Edit the rows below so that every occurrence of "Tag" becomes "Mark", and reproduce them with everything else unchanged.

** begin **

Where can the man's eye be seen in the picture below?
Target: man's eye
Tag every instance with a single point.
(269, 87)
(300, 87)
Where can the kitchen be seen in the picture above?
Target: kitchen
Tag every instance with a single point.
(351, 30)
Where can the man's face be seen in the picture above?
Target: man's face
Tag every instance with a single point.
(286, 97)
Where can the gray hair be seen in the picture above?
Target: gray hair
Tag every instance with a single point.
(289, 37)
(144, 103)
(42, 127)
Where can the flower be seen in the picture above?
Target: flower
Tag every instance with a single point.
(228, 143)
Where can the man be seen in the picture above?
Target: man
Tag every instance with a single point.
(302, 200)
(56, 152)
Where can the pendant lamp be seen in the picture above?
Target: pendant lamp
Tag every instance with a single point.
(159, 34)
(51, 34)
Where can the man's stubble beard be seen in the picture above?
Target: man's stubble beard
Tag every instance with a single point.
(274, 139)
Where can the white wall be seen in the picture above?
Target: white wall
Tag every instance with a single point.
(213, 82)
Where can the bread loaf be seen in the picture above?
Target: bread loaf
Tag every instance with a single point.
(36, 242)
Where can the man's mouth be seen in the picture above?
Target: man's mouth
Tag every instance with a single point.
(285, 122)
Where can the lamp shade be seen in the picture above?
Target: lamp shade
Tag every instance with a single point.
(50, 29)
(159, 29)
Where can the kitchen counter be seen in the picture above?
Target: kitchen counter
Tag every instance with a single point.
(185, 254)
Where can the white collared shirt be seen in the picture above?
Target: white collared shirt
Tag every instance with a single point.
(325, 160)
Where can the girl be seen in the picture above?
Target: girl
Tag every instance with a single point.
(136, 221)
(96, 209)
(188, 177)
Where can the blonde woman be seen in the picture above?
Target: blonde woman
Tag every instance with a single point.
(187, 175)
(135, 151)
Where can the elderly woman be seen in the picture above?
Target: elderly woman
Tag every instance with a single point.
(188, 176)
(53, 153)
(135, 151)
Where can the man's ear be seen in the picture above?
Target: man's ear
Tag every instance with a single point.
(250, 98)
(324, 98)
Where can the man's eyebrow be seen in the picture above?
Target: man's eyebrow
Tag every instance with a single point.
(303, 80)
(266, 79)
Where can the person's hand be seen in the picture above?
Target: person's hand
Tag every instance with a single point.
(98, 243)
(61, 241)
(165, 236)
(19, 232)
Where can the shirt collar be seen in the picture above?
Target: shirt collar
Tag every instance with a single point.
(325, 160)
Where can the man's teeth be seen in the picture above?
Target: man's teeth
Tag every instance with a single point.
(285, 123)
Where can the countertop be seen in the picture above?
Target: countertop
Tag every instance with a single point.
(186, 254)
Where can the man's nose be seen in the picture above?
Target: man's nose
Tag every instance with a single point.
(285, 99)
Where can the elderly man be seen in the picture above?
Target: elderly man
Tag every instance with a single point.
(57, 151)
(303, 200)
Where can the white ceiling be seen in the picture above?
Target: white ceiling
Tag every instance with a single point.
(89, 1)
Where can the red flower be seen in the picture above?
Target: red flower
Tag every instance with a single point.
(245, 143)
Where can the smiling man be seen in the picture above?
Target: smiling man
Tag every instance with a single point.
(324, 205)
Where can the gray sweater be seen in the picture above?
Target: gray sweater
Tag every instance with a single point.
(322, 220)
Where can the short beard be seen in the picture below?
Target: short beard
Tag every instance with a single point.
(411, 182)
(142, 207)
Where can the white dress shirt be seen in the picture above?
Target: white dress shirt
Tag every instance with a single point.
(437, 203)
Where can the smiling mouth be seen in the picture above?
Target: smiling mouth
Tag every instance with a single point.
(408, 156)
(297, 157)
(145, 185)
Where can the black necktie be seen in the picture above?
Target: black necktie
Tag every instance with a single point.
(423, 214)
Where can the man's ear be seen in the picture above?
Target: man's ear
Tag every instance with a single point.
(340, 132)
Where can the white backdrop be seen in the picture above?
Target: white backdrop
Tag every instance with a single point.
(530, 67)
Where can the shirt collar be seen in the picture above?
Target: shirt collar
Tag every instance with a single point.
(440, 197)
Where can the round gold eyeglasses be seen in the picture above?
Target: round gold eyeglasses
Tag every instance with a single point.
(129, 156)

** end **

=== RESULT OF THIS EXERCISE ===
Where can the man's eye be seen in the picture below?
Target: man's eye
Mark every instance with a single point.
(269, 87)
(300, 87)
Where can the kitchen be seen in the picture above?
Target: kitchen
Mark every instance with a single point.
(351, 30)
Where can the man's face be seen in the picture above?
Target: man's face
Mark every instance with a single point.
(286, 97)
Where can the gray hair be seen in the picture above?
Target: gray hair
Mark every instance with a single point.
(289, 37)
(144, 103)
(42, 127)
Where can the flower be seen in the picture above?
Target: flower
Mark every instance with a single point.
(228, 143)
Where can the man be seen in the picture above?
Target: man
Mark every instance with a single point.
(302, 200)
(56, 152)
Where can the pendant lamp be seen in the picture above?
Target: pendant lamp
Mark every instance with a single point.
(159, 34)
(51, 34)
Where can the man's stubble beard be seen in the picture above?
Target: man's stubble beard
Mark every instance with a single point.
(274, 139)
Where can the white wall be seen in the picture above?
Target: white wall
Mark every instance with a single point.
(213, 82)
Where can the bread loaf be seen in the picture above?
Target: bread loaf
Mark every instance with a single point.
(36, 242)
Where can the man's mouth be seen in the picture above?
Target: man's mouth
Mark every instance with a single point.
(285, 122)
Where can the lamp shade be seen in the picture above?
Target: lamp shade
Mark every instance with a single point.
(50, 29)
(159, 29)
Where can the kitchen counter be seen in the picture above?
Target: kitchen counter
Mark every instance with a single point.
(185, 254)
Where can the white collared shirt be seen in the picture above?
Target: white collared shirt
Mark every instance with a single point.
(325, 160)
Where can the girl be seen in the picture above?
Target: girl
Mark every instance with a single point.
(136, 221)
(96, 209)
(188, 177)
Where can the blonde woman be seen in the picture above?
Target: blonde woman
Mark every instance with a single point.
(187, 175)
(135, 151)
Where can the elderly woman be seen in the picture above?
Target: elderly woman
Mark every instance with a single point.
(188, 176)
(53, 153)
(135, 151)
Where can the man's ear be seen in the picture above?
Target: man's ear
Mark every instance with a single point.
(250, 98)
(324, 98)
Where can the man's eyebrow be seen in the picture above?
Target: man's eyebrow
Mark every instance with a single point.
(303, 80)
(266, 79)
Where can the person's hand be seen in the picture above?
Target: person's hand
Mark every instance with a single point.
(98, 243)
(61, 241)
(165, 236)
(19, 232)
Where can the shirt collar be seen in the picture above?
Target: shirt collar
Mark every instance with a single point.
(325, 160)
Where can the man's teeth be seen in the picture above?
Target: man's teeth
Mark every instance with a single point.
(285, 123)
Where can the countertop be seen in the picture above?
Target: countertop
Mark every instance with a single point.
(186, 254)
Where can the man's nose be seen in the picture above?
Target: man's nose
Mark every instance with a single point.
(285, 99)
Where can the elderly man be seen in the picture above?
Target: elderly man
Mark every instance with a single point.
(57, 151)
(303, 200)
Where can the white ceiling be seen in the picture above?
Target: white ceiling
Mark every instance with a single point.
(89, 1)
Where can the red flower be seen in the picture above?
Target: red flower
Mark every instance with a single point.
(245, 143)
Where can the smiling man be seen in the picture above?
Target: smiling man
Mark every instance with a single point.
(324, 205)
Where can the gray sweater be seen in the picture above?
Target: gray sweater
Mark every instance with a single point.
(322, 220)
Where can the short beard be seen in the picture below?
Target: short beard
Mark every instance with a single point.
(411, 182)
(142, 207)
Where can the white dress shirt be seen in the picture above?
Target: white dress shirt
Mark every instance with a single point.
(437, 203)
Where can the smiling mouth be seen in the picture above?
Target: smiling mouth
Mark every instance with a single point.
(408, 156)
(297, 157)
(145, 185)
Where can the black necktie be seen in the picture above?
Target: black necktie
Mark every instance with a single point.
(423, 214)
Where can the man's ear be seen in the picture above?
Target: man's ear
Mark every instance with a single point.
(340, 132)
Where can the white backdrop be seen in the picture above?
Target: white backdrop
Mark every instance with a single point.
(530, 67)
Where can the shirt collar be seen in the picture above?
Target: shirt collar
Mark every instance with a single point.
(440, 197)
Where can the round gold eyeglasses be seen in the picture above?
Target: round gold eyeglasses
Mark every instance with a single point.
(129, 156)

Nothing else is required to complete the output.